--- SELECTED EXTRACT ---
───

The Franklins have been transparent about their union and celebrated their 21st anniversary last month. In a previous blog for Patheos, Franklin let people know that in order to have a successful marriage, divorce has to take place.

In the blog titled "The Great Divorce," the entertainer explained the importance of divorcing things in life that are holding you back from being sanctified. He recalled being a newlywed and looking at another woman while he was eating at a restaurant with his wife.

"The spirit of ADD attacked my mind, the focus of my eyes left the beautiful bride in front of me and turned to this mean horrible lady who shouldn't have worn such a sexy dress and sweet smelling perfume," Franklin wrote. "Tammy stopped talking as she noticed my attention had turned to the young lady that had passed, began to roll her neck and suck her teeth like only a sista is gifted by God to do."

Instead of causing a scene, Franklin's wife gave him an ultimatum. He recalled her speaking with "the quietness of a lamb, yet the authority of a soldier," while letting him know that she would not allow him to look at both the woman and his wife.

───

--- ENTRIES PROVIDED ---
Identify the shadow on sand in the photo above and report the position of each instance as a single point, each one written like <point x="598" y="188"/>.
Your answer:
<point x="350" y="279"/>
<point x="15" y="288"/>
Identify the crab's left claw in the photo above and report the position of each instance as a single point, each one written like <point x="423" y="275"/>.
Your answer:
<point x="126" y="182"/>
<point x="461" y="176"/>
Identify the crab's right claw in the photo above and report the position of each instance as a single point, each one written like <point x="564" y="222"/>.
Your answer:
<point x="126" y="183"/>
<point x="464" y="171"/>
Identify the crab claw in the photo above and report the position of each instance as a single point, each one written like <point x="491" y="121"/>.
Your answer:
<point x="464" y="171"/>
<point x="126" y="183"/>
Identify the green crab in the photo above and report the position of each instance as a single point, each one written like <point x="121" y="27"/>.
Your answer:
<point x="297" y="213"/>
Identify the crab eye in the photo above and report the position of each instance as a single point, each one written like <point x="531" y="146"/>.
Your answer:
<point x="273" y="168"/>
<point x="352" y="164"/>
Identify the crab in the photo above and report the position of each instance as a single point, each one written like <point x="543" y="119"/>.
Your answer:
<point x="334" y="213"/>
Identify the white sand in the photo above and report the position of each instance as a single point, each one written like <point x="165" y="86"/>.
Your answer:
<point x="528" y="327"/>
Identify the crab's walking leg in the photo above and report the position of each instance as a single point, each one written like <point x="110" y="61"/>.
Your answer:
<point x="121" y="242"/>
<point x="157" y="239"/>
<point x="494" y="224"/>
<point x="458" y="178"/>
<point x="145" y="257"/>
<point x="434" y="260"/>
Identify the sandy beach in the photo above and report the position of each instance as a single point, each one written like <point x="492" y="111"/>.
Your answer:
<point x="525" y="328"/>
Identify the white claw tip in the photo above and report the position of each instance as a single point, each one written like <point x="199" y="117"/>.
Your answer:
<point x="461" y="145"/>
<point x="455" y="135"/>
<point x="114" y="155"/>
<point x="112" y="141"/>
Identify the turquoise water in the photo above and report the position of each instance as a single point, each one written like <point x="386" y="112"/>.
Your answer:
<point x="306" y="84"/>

───

--- TASK 1 ---
Using the passage about Franklin's blog above, mark each statement (a), (b), (c) yes or no depending on whether it agrees with the passage, and quote the words that decide it. (a) The Franklins celebrated their 21st anniversary last month. (b) Franklin's wife caused a scene at the restaurant. (c) Franklin's blog was titled "The Great Divorce."
--- TASK 2 ---
Reproduce the portion of the passage about Franklin's blog between "Instead of causing" and "and his wife.", inclusive.
--- TASK 3 ---
Write the next part of the passage about Franklin's blog, starting after its final sentence.

--- YOUR RESPONSE 1 ---
(a) Yes: "celebrated their 21st anniversary last month"
(b) No: "Instead of causing a scene, Franklin's wife gave him an ultimatum."
(c) Yes: "In the blog titled "The Great Divorce,""

--- YOUR RESPONSE 2 ---
Instead of causing a scene, Franklin's wife gave him an ultimatum. He recalled her speaking with "the quietness of a lamb, yet the authority of a soldier," while letting him know that she would not allow him to look at both the woman and his wife.

--- YOUR RESPONSE 3 ---
Franklin chose his wife, Tammy. Still, he recalls the root of the real struggle he faced years ago.

"I had old habits I developed before I understood that salvation and sanctification were two different things and took some old hurtful habits into my marriage: promiscuity, a carnal approach to putting the past behind me, childhood addictions of pornography," Franklin wrote. "Of course, my wife's shoulders were not built for my unhealthy past. I almost crushed her in the beginning of our marriage, because one woman cannot keep up the performance of several. God never intended her to."